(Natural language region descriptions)
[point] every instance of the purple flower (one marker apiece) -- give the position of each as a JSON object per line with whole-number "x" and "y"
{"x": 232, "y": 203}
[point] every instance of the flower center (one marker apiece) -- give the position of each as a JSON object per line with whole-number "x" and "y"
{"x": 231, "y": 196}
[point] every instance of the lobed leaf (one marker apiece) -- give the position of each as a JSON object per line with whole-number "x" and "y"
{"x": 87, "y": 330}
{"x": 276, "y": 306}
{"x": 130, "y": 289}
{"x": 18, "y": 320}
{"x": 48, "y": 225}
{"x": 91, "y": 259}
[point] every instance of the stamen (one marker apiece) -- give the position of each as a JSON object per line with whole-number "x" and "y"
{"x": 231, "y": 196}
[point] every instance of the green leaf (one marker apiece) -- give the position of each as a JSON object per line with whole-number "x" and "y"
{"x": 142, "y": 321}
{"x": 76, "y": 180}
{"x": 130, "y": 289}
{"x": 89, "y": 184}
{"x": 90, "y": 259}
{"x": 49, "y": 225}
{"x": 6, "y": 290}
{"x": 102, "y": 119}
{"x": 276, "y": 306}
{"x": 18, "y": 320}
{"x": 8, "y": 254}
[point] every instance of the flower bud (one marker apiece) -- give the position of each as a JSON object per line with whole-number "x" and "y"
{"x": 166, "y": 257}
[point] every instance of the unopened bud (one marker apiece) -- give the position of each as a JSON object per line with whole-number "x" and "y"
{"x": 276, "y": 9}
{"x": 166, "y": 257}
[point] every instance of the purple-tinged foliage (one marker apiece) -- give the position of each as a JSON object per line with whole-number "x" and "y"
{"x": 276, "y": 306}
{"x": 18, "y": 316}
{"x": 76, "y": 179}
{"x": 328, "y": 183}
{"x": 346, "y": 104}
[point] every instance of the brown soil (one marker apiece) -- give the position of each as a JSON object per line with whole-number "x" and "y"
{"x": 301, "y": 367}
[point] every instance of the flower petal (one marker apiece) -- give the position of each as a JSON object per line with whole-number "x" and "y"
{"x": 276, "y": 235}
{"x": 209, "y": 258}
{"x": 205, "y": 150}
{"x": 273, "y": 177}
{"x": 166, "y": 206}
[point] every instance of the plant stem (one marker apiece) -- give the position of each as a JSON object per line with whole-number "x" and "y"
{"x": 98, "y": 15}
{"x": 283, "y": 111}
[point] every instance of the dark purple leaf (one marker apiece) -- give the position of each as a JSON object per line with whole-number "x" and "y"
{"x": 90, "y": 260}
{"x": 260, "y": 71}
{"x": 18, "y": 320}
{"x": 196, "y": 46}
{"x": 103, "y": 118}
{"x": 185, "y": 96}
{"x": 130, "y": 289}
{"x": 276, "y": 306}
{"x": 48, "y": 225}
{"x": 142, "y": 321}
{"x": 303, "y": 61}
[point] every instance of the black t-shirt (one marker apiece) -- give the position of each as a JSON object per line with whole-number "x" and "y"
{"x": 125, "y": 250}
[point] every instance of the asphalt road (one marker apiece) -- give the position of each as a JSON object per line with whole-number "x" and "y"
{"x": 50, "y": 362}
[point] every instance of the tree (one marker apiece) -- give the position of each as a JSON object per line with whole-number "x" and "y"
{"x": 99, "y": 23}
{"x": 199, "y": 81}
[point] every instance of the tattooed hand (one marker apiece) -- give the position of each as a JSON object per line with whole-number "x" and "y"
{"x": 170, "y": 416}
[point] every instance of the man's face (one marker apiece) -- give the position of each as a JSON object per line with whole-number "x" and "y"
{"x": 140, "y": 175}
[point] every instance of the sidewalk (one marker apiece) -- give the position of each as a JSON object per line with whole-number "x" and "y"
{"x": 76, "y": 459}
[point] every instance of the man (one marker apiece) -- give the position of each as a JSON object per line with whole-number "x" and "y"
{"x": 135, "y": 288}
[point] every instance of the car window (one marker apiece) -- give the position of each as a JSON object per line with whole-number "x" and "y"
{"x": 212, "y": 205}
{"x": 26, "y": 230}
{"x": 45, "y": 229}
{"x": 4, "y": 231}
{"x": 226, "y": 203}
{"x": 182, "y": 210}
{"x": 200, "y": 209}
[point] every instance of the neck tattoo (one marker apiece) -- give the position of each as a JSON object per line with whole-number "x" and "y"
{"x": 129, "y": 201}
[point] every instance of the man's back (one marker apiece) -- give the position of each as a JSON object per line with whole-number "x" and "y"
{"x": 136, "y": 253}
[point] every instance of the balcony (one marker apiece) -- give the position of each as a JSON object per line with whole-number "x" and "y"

- _How to complete this task_
Please print out every record exactly as it is written.

- _Answer section_
[point] every instance of the purple flower (one marker apiece) -- give the position of each as a JSON object per line with whole-number "x" and "y"
{"x": 232, "y": 203}
[point] every instance of the flower center (one marker apiece) -- give the position of each as a JSON object per line with whole-number "x" and "y"
{"x": 231, "y": 196}
[point] every instance of the lobed leaf (one marker apiece) -- give the position of each as a JSON object per line with whole-number "x" and "y"
{"x": 87, "y": 330}
{"x": 276, "y": 306}
{"x": 130, "y": 289}
{"x": 18, "y": 320}
{"x": 48, "y": 225}
{"x": 91, "y": 259}
[point] every instance of the stamen (one marker apiece) -- give the position of each as a JSON object per line with whole-number "x" and "y"
{"x": 231, "y": 196}
[point] every instance of the green leaf (one marker apiece) -- give the position of each as a JSON object per line with whole-number "x" and "y"
{"x": 142, "y": 321}
{"x": 76, "y": 180}
{"x": 130, "y": 289}
{"x": 89, "y": 184}
{"x": 90, "y": 259}
{"x": 49, "y": 225}
{"x": 6, "y": 290}
{"x": 102, "y": 119}
{"x": 276, "y": 306}
{"x": 18, "y": 320}
{"x": 8, "y": 254}
[point] every instance of the flower bud (one marker apiece) -- give the position of each as a JSON object per line with whole-number "x" and "y"
{"x": 166, "y": 257}
[point] every instance of the unopened bud (one marker apiece) -- give the position of each as a JSON object per line with whole-number "x" and "y"
{"x": 276, "y": 9}
{"x": 166, "y": 257}
[point] every instance of the purple-tinged foliage (one marker apiece) -- give the position of each as a JSON object per line with whole-number "x" and "y"
{"x": 276, "y": 306}
{"x": 18, "y": 316}
{"x": 76, "y": 179}
{"x": 328, "y": 183}
{"x": 346, "y": 104}
[point] every instance of the brown soil (one marker apiece) -- give the position of each as a JSON object per line with whole-number "x" and "y"
{"x": 301, "y": 367}
[point] every instance of the flower petal (one marker apiece) -- give the position of each as a JSON object per line with whole-number "x" and "y"
{"x": 276, "y": 235}
{"x": 209, "y": 258}
{"x": 205, "y": 150}
{"x": 273, "y": 177}
{"x": 166, "y": 206}
[point] every instance of the plant stem (one marker apiece) -- give the position of each as a JSON object per line with whole-number "x" and "y"
{"x": 98, "y": 15}
{"x": 283, "y": 111}
[point] every instance of the dark purple leaf (one marker apiece) -- give the position of each as a JSON object per line with whole-number "x" and "y"
{"x": 90, "y": 260}
{"x": 260, "y": 71}
{"x": 18, "y": 320}
{"x": 196, "y": 46}
{"x": 103, "y": 118}
{"x": 185, "y": 96}
{"x": 130, "y": 289}
{"x": 276, "y": 306}
{"x": 48, "y": 225}
{"x": 142, "y": 321}
{"x": 303, "y": 61}
[point] every instance of the black t-shirt (one marker apiece) -- give the position of each as a JSON object per line with whole-number "x" and "y"
{"x": 125, "y": 250}
[point] every instance of the asphalt road (one marker apiece) -- give the position of each as a JSON object per line with whole-number "x" and "y"
{"x": 50, "y": 362}
[point] every instance of the tree (one marker apiece) -- give the position of each as a JSON object per line with whole-number "x" and "y"
{"x": 99, "y": 23}
{"x": 199, "y": 81}
[point] every instance of the tattooed hand (one marker apiece) -- give the position of each as a JSON object per line with whole-number "x" and "y"
{"x": 170, "y": 416}
[point] every instance of the man's face (one marker apiece) -- give the position of each as a JSON object per line with whole-number "x" and "y"
{"x": 140, "y": 175}
[point] every instance of the sidewalk (one marker apiece) -- give the position of each as a JSON object per line with whole-number "x" and "y"
{"x": 76, "y": 459}
[point] every instance of the man (one marker apiece) -- give the position of each as a JSON object per line with whole-number "x" and "y"
{"x": 135, "y": 288}
[point] every instance of the car window (one marker apiece) -- give the position of each as a JSON object per line with whole-number "x" and "y"
{"x": 212, "y": 205}
{"x": 26, "y": 230}
{"x": 45, "y": 229}
{"x": 4, "y": 231}
{"x": 226, "y": 203}
{"x": 182, "y": 210}
{"x": 200, "y": 209}
[point] every instance of the neck tattoo (one marker apiece) -- give the position of each as a JSON object per line with whole-number "x" and "y"
{"x": 129, "y": 201}
[point] every instance of the man's back (one marker apiece) -- give the position of each as a JSON object per line with whole-number "x" and "y"
{"x": 136, "y": 253}
[point] every instance of the balcony (one marker apiece) -- give the position of each as a JSON object per line with whole-number "x" and "y"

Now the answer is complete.